## Document excerpt
Environment Minister Nick Smith says a crackdown on harmful plastics which make their way into New Zealand's waterways will not extend to plastic bags.

Smith today announced that cosmetic products containing tiny plastic particles known as microbeads would be banned in July next year because of concerns about their impact on the marine environment.

The move was welcomed by scientists, though they said New Zealand had been slow to act and further reduction of other plastics was needed. Environmentalists want the Government to go further by banning or taxing plastic bags.

Smith said the Government was targeting microbeads because they could not be recycled and because there was clear evidence of harm to waterways, fish and shellfish.


"There is no practical way that a New Zealander can take the microbeads in these products and somehow sieve them out and prevent them from getting into the marine environment," he said at a press conference in Wellington this afternoon.

"There is not the evidence in New Zealand that a substantive portion of the plastic bags that we use in shopping and other uses end up in the marine environment."

## Exercise prompt
Reproduce the article about New Zealand's microbead ban word for word, in full.

(Point localization data)
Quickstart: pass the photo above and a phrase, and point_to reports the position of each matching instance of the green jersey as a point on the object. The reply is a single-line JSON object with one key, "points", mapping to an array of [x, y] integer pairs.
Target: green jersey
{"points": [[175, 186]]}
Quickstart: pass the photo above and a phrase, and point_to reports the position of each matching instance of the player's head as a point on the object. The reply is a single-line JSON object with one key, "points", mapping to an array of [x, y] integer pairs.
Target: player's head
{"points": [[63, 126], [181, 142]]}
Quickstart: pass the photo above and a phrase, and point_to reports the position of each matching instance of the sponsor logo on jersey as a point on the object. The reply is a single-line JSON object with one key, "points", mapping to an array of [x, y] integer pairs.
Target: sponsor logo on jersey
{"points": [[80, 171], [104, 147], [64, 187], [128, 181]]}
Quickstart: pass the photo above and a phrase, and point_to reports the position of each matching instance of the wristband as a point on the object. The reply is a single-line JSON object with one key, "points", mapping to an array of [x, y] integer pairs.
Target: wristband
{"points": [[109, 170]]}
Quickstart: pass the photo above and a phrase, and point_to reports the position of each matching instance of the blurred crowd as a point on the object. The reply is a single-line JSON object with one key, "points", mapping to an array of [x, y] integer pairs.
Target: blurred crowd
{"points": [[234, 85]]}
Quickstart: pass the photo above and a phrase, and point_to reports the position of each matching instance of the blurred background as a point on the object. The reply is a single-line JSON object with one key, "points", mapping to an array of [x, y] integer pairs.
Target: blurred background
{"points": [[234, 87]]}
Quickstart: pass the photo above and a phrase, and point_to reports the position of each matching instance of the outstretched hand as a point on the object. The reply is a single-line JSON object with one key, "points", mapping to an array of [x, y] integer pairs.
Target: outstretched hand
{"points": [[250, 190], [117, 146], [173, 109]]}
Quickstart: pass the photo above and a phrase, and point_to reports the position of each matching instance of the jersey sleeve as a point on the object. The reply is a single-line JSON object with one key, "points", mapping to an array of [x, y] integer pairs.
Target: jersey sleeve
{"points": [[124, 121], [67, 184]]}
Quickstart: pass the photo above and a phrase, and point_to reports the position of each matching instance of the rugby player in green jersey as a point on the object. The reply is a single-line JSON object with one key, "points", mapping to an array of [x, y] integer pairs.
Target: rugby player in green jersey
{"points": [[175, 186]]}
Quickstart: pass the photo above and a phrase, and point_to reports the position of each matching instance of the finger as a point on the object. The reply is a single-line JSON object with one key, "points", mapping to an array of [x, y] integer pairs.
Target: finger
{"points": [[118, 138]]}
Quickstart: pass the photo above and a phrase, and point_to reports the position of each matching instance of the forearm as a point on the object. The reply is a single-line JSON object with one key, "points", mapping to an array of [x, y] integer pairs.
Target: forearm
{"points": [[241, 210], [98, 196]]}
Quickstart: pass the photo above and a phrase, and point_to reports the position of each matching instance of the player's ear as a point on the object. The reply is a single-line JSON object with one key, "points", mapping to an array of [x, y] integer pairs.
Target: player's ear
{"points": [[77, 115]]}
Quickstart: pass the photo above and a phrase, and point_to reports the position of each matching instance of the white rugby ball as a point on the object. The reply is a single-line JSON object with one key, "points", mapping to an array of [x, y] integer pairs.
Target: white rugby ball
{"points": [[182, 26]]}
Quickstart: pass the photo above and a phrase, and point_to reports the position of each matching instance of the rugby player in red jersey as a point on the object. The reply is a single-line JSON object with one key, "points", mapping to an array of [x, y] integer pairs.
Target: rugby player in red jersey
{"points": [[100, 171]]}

## Response to this task
Environment Minister Nick Smith says a crackdown on harmful plastics which make their way into New Zealand's waterways will not extend to plastic bags.

Smith today announced that cosmetic products containing tiny plastic particles known as microbeads would be banned in July next year because of concerns about their impact on the marine environment.

The move was welcomed by scientists, though they said New Zealand had been slow to act and further reduction of other plastics was needed. Environmentalists want the Government to go further by banning or taxing plastic bags.

Smith said the Government was targeting microbeads because they could not be recycled and because there was clear evidence of harm to waterways, fish and shellfish.


"There is no practical way that a New Zealander can take the microbeads in these products and somehow sieve them out and prevent them from getting into the marine environment," he said at a press conference in Wellington this afternoon.

"There is not the evidence in New Zealand that a substantive portion of the plastic bags that we use in shopping and other uses end up in the marine environment."